▶ _Text passage_
═══
Head to any of the ten below mentioned pristine national parks to please the nature-lover within you:
1. Phong Nha-Ke Bang National Park
Declared as a UNESCO World Heritage site in 2003, the Phong Nha-Ke Bang National Park is known for containing the oldest karst mountains in Asia. Covering approximately 900 square kilometres, its well-preserved landscape is dotted with underground rivers, forests, caverns, cave formations and historic sites. Its best-known cave is the Son Doong Cave, which was discovered to be the largest cave in the world. The cave formations in the national park often contain mind-blowing stalactite and stalagmite formations. A few other notable caves are Phong Nha Cave, Dark Cave and Paradise Cave.
The national park is home to a great diversity of flora and fauna, having a majority of its landscape covered in forest. One can also see some common, rare and endangered species of animals, birds and reptiles. There are many activities to participate in for visitors, including guided tours, biking, zip-lining, trekking, camping, and much more.
═══
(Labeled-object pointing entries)
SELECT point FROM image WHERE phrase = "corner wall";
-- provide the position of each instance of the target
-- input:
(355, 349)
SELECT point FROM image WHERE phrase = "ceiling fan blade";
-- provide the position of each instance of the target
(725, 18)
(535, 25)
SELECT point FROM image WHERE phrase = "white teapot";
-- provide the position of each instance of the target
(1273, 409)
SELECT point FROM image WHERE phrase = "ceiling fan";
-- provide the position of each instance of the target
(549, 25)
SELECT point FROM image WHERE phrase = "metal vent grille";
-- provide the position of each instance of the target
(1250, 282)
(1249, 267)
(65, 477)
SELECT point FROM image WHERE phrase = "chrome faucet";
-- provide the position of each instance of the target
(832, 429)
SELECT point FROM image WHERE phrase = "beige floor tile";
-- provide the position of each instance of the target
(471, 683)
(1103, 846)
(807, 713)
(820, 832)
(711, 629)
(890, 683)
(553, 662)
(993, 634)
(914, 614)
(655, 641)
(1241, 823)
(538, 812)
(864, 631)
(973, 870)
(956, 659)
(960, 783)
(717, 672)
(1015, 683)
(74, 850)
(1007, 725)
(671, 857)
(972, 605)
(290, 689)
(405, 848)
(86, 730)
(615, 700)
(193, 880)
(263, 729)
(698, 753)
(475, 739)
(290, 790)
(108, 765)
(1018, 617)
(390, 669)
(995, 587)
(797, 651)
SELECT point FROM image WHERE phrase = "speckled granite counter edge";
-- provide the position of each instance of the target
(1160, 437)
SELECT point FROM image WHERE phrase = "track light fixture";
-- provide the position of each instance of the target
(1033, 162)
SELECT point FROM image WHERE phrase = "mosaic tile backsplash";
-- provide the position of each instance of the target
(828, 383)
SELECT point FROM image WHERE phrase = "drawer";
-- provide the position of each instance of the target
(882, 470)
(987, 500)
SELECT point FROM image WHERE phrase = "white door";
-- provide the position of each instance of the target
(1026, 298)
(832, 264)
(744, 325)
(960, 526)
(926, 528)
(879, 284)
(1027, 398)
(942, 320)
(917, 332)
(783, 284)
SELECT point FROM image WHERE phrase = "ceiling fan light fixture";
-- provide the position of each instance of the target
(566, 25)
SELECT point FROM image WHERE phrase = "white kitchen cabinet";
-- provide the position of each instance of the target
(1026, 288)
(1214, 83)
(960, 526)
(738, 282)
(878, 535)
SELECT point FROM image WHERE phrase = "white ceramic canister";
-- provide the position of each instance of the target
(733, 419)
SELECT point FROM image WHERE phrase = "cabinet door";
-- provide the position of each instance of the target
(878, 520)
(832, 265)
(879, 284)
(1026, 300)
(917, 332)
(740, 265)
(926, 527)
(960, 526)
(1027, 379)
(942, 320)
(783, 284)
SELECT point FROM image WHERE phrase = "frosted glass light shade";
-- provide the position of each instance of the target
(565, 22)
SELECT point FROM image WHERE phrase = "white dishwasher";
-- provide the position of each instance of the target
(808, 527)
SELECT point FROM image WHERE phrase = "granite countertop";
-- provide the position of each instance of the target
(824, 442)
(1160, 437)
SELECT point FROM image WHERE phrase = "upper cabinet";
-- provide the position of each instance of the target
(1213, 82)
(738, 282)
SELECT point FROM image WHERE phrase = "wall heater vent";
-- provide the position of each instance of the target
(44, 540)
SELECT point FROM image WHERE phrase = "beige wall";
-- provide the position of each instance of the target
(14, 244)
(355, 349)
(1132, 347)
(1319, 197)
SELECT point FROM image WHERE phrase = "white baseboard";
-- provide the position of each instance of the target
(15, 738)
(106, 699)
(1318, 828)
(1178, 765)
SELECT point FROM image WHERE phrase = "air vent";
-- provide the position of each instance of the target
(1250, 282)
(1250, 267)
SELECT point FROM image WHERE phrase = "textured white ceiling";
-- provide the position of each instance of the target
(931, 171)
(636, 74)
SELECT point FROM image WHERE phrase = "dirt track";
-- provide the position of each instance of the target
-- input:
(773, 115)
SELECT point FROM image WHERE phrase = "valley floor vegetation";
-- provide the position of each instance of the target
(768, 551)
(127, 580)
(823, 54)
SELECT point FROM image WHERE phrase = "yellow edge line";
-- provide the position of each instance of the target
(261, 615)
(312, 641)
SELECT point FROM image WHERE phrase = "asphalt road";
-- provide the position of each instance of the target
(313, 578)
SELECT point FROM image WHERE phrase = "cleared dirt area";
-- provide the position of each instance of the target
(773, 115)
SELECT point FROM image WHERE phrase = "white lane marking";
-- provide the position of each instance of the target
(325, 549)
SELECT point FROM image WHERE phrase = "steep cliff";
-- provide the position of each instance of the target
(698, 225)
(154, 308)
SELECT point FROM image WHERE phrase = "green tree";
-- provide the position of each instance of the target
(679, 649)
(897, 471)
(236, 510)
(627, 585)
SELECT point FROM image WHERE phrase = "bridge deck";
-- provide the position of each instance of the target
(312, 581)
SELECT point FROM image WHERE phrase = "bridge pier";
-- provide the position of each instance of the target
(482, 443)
═══
▶ _What to do_
(a) According to the national parks text, which cave is the best known in Phong Nha-Ke Bang National Park?
(b) Carry the national parks text forward from its last sentence.

▶ _Per-task outputs_
(a) The Son Doong Cave.

(b)
Access to the national park is strictly controlled, and only a fraction of it is open to visitors.
Location: The national park is located in the Bo Trach and Minh Hóa districts of the Quang Bình Province in north-central Vietnam, about 500 km south of Hanoi.
Entrance fee: No entry fee. One is only required to pay for the specific attractions.
2. Phu Quoc National Park
Established in 2001 as a national park in the Phú Quoc island, the Phú Quoc National Park boasts an oceanic climate, abundant vegetation, diverse species and picturesque landscapes. The national park covers over half of Phu Quoc Island's northern region and is part of the Kien Giang Biosphere Reserve, which is a UNESCO designated site since 2010. Covering an area of over 31,000 hectares of land, the national park is divided into three zones: a strictly protected area, an ecological restoration area and an administrative, service and scientific research area.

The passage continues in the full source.